▶ **Texte fourni**:
..........

Crier + syntagme nominal

 

a)

"Pousser (tel cri de ralliement, tel cri de guerre)" : "Et quel cry cryerent-ilz ?", demanda le chevalier. "En nom Dieu, sire, ilz crierent La Trimoulle." (FROISS., Chron. M., XIV, c.1375-1400, 194). Et lors part le rampin, et vint jusques prez de la bataille, et oyent ceulx de dedens le rampin hault crier : Cordes et Anthioche, et d'autre part : Lusegnen et Saint Jehan de Rodes. Lors vindrent dire a Gieffroy : Sire ce sont d'un costé Sarrasins, et d'autre costé, crestiens qui crient Lusegnen et Saint Jehan de Rodes. (ARRAS, c.1392-1393, 217). Et furent sus le point li François que de estre souspris, qant on cria : "A l'arme ! Monjoie Saint Denis !" (FROISS., Chron. D., p.1400, 178). Trescrestien, franc royaime de France ! Souviengne toy comment [Dieu] voult ordonner Que criasses Montjoye, par liesse (CH. D'ORLÉANS, Compl. C., 1433-p.1451, 259). Incontinent que l'autre ouyt Ce bruit, il me print a la gorge : Se je n'eusse crié "Sainct George !" (Fr. arch. B., c.1468-1480, 30).

 

-

P. méton. "Avoir tel cri de ralliement ou telle devise" : Sire, s'enseingne Crie Lembourc [cri de guerre, de ralliement de Jean de Luxembourg], et est roys de Behaingne, Fils de Henry, le bon roy d'Alemaingne, Qui par force d'armes, qui que s'en plaingne, Comme emperere Fu couronnez a Romme avec sa mere. (MACH., J. R. Beh., c.1340, 107). ...qui estoit do gentilh sanc de Lemborch, de Dyest et d'Oudenarde, et portoit de de geules à on lyon d'argent à cowe forchuwe, et crioit Lemborch. (HEMRICOURT, Miroir Hesb. B.B., 1353-1398, 96).

 

.

Crier son enseigne : Mais le roy Selodus crie son enseigne a haulte voix, et joint l'escu au pitz, et brandist le fust de lance et broche le destrier des esperons ; au doz le vont suivant Xm. Sarrasins. (ARRAS, c.1392-1393, 184). Si descendirent toust et hastivement des navires et entrairent en la ville et comancerent a crier leur enseigne des mescreans. Et quant ceulx de la ville vidrent le grant pan qui y estoit, ilz furent moult esbahis que plus ne peurent. (Charles de Hongrie C., c.1495-1498, 2).

..........

▶ **Objectif**:
Reproduisez mot pour mot le passage de l'article consacré au verbe « crier », de « Crier son enseigne : Mais » à « C., c.1495-1498, 2). ».

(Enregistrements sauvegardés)
..........

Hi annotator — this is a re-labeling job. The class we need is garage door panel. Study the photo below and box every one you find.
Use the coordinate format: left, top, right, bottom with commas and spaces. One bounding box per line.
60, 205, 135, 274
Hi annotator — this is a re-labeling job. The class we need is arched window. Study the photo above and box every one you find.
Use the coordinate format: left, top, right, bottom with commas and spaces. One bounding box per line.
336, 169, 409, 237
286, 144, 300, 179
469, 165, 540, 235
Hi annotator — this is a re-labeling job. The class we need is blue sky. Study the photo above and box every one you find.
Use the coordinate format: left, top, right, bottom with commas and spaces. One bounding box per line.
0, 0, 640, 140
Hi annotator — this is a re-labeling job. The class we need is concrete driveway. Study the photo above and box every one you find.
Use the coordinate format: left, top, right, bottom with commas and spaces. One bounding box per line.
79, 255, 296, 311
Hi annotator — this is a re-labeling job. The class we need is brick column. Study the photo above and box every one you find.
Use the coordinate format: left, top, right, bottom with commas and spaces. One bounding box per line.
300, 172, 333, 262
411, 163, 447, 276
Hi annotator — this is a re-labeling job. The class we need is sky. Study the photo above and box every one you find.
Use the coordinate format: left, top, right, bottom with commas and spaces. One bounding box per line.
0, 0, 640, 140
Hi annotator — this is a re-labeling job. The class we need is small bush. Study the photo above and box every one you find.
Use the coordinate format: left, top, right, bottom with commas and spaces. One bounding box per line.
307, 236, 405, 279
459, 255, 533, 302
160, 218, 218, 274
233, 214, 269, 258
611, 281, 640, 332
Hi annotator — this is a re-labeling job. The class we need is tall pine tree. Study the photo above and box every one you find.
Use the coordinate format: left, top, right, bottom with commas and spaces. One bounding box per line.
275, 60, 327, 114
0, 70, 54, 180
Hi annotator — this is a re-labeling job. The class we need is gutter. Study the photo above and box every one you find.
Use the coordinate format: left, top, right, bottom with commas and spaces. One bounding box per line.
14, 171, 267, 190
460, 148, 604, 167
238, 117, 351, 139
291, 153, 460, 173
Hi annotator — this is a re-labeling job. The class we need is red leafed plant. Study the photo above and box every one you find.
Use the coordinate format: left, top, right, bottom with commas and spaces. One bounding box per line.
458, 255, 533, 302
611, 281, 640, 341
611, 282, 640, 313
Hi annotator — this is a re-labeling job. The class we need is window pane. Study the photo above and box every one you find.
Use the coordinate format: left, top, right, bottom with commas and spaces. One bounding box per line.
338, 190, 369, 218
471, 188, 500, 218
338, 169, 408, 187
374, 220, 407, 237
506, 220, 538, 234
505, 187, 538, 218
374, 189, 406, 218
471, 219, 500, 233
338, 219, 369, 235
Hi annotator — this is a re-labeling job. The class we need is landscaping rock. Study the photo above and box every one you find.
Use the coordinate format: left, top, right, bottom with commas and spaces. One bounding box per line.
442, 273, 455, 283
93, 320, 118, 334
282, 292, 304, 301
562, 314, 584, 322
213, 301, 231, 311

..........

▶ **Résultat attendu**:
Crier son enseigne : Mais le roy Selodus crie son enseigne a haulte voix, et joint l'escu au pitz, et brandist le fust de lance et broche le destrier des esperons ; au doz le vont suivant Xm. Sarrasins. (ARRAS, c.1392-1393, 184). Si descendirent toust et hastivement des navires et entrairent en la ville et comancerent a crier leur enseigne des mescreans. Et quant ceulx de la ville vidrent le grant pan qui y estoit, ilz furent moult esbahis que plus ne peurent. (Charles de Hongrie C., c.1495-1498, 2).